** START Entries supplied **

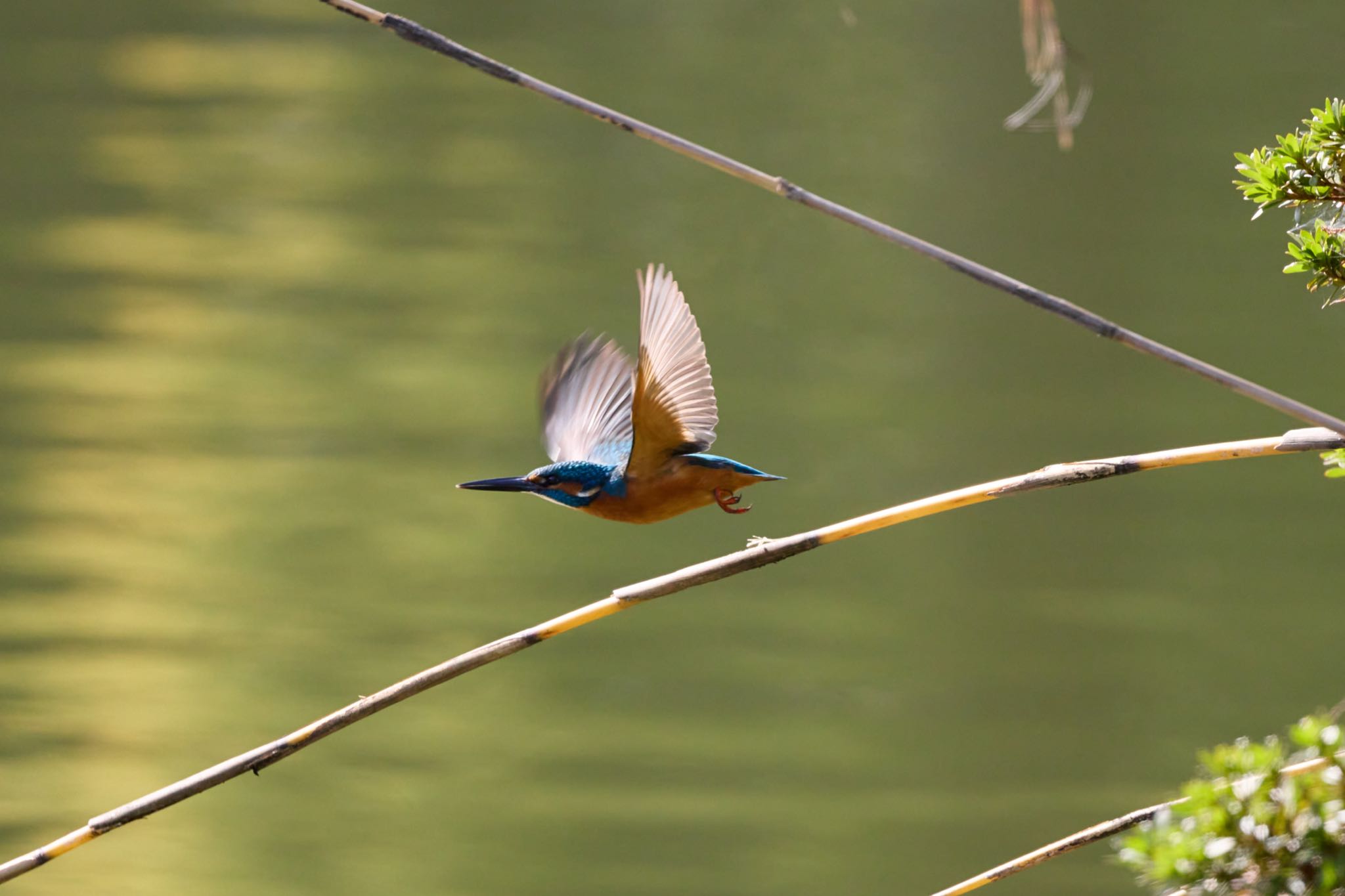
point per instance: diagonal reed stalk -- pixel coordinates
(1093, 834)
(1098, 324)
(759, 554)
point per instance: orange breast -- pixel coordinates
(678, 488)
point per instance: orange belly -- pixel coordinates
(676, 490)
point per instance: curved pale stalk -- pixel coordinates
(1098, 324)
(759, 554)
(1101, 830)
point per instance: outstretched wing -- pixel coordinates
(673, 408)
(585, 398)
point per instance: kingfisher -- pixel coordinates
(628, 440)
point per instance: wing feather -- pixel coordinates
(585, 396)
(674, 410)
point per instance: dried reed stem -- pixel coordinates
(1098, 324)
(759, 554)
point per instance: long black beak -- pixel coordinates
(506, 484)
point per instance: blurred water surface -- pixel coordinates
(273, 282)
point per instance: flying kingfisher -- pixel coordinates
(628, 440)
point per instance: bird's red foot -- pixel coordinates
(726, 499)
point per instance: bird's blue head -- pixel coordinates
(573, 484)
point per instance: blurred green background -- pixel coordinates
(275, 281)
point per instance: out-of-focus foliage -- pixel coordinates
(1245, 828)
(1334, 463)
(1306, 172)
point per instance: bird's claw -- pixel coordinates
(726, 499)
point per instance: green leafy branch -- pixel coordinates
(1306, 171)
(1246, 829)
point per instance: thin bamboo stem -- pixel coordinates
(1101, 830)
(759, 554)
(423, 37)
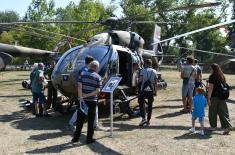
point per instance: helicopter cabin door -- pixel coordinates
(125, 67)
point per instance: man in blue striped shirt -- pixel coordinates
(88, 88)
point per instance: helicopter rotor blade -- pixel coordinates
(54, 33)
(154, 22)
(203, 51)
(50, 22)
(204, 5)
(196, 31)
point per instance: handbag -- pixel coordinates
(186, 79)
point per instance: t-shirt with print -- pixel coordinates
(187, 70)
(37, 86)
(199, 103)
(148, 74)
(90, 82)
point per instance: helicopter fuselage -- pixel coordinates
(114, 61)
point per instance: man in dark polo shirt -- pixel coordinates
(88, 87)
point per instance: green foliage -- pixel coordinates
(6, 38)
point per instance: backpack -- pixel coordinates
(147, 85)
(222, 92)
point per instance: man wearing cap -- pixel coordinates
(88, 89)
(145, 75)
(38, 91)
(188, 74)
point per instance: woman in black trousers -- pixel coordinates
(217, 106)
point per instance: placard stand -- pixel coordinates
(109, 87)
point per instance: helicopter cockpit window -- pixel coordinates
(97, 52)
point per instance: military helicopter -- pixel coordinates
(116, 51)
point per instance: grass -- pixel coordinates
(22, 133)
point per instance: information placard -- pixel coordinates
(111, 84)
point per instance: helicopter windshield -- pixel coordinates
(97, 52)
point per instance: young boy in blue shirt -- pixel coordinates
(198, 106)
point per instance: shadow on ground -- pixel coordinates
(95, 147)
(130, 127)
(231, 101)
(169, 115)
(208, 134)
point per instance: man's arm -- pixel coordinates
(96, 92)
(80, 90)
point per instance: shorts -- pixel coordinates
(201, 119)
(39, 97)
(187, 90)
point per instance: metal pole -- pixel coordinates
(111, 114)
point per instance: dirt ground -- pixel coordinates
(22, 133)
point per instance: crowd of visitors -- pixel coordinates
(89, 83)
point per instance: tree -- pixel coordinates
(6, 38)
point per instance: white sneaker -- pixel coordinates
(142, 122)
(202, 133)
(192, 130)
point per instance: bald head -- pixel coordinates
(94, 65)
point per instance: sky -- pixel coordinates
(21, 6)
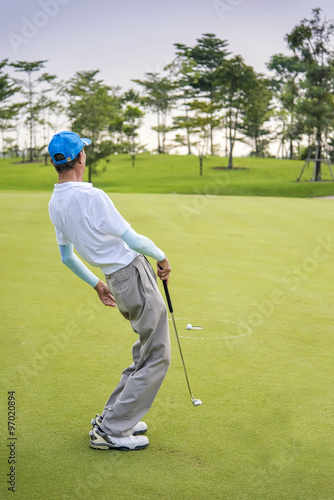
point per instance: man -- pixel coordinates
(85, 217)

** END Entries supplied **

What is expected
Copy out all the entries exactly. Images stay out of the copy.

Correct output
point per instance: diagonal reed stalk -- pixel coordinates
(1093, 834)
(1098, 324)
(759, 554)
point per instance: orange breast -- pixel coordinates
(678, 488)
point per instance: orange belly -- pixel coordinates
(676, 490)
point per instance: curved pale stalk -- pixel coordinates
(1098, 324)
(759, 554)
(1101, 830)
point per instance: outstretched wing -- pixel coordinates
(673, 408)
(585, 398)
point per instance: kingfisher -- pixel coordinates
(628, 440)
point per instance: wing feather -- pixel coordinates
(585, 396)
(674, 410)
point per instance: dried reed stem -- pixel coordinates
(1098, 324)
(759, 554)
point per instance: long black beak -- pixel coordinates
(506, 484)
point per instance: blurred water surface -- pixel coordinates
(273, 282)
point per instance: flying kingfisher -- pixel coordinates
(628, 440)
point per instance: bird's red foot -- pixel coordinates
(726, 499)
point per instance: bird's blue head -- pixel coordinates
(573, 484)
point per instance: blurred green background -- pixel coordinates
(275, 281)
point per instance: out-of-focus foliage -- pixel coordinates
(1245, 828)
(1334, 463)
(1306, 172)
point per instance: bird's claw -- pixel coordinates
(726, 499)
point per instance: green leafy branch -- pixel coordinates
(1306, 171)
(1246, 829)
point per instance: thin bamboo stem -- pixel coordinates
(1101, 830)
(759, 554)
(423, 37)
point per instance: helicopter cabin door -- pixel coordinates
(125, 67)
point per instance: man in blue striped shirt -- pixel coordinates
(88, 88)
point per instance: helicopter rotor blade -- pixel coordinates
(54, 33)
(154, 22)
(203, 51)
(50, 22)
(204, 5)
(196, 31)
point per instance: handbag -- pixel coordinates
(186, 79)
point per instance: t-shirt with print -- pixel coordinates
(187, 70)
(37, 86)
(199, 103)
(148, 74)
(90, 82)
point per instance: helicopter fuselage -- pixel coordinates
(114, 61)
point per instance: man in dark polo shirt -- pixel coordinates
(88, 87)
point per instance: green foliage -- pixel coordinates
(6, 38)
point per instance: backpack -- pixel coordinates
(147, 85)
(222, 92)
point per instance: man wearing cap -- pixel coordinates
(88, 89)
(145, 75)
(38, 91)
(188, 74)
point per instance: woman in black trousers -- pixel coordinates
(217, 106)
point per instance: placard stand -- pixel coordinates
(109, 87)
point per instance: helicopter cockpit window -- pixel coordinates
(97, 52)
point per instance: military helicopter -- pixel coordinates
(116, 51)
point per instance: grass -- pixel coordinates
(22, 133)
point per instance: information placard -- pixel coordinates
(111, 84)
point per instance: helicopter windshield -- pixel coordinates
(97, 52)
point per instance: young boy in blue shirt -- pixel coordinates
(198, 106)
point per instance: shadow on ground -- pixel coordinates
(95, 147)
(130, 127)
(231, 101)
(169, 115)
(208, 134)
point per instance: man's arm -- pixel coordinates
(96, 92)
(80, 90)
point per instance: shorts -- pixel coordinates
(201, 119)
(39, 97)
(187, 90)
point per instance: metal pole -- pixel coordinates
(111, 114)
point per instance: dirt ground -- pixel coordinates
(22, 133)
point per instance: crowd of visitors -- pixel coordinates
(89, 83)
point per instance: tree -- pixel coordinates
(6, 38)
point per instance: white sneaker -- pixel coordinates
(142, 122)
(202, 133)
(192, 130)
point per instance: bald head -- pixel coordinates
(94, 65)
point per instance: sky -- pixel coordinates
(21, 6)
point per instance: man -- pixel coordinates
(85, 217)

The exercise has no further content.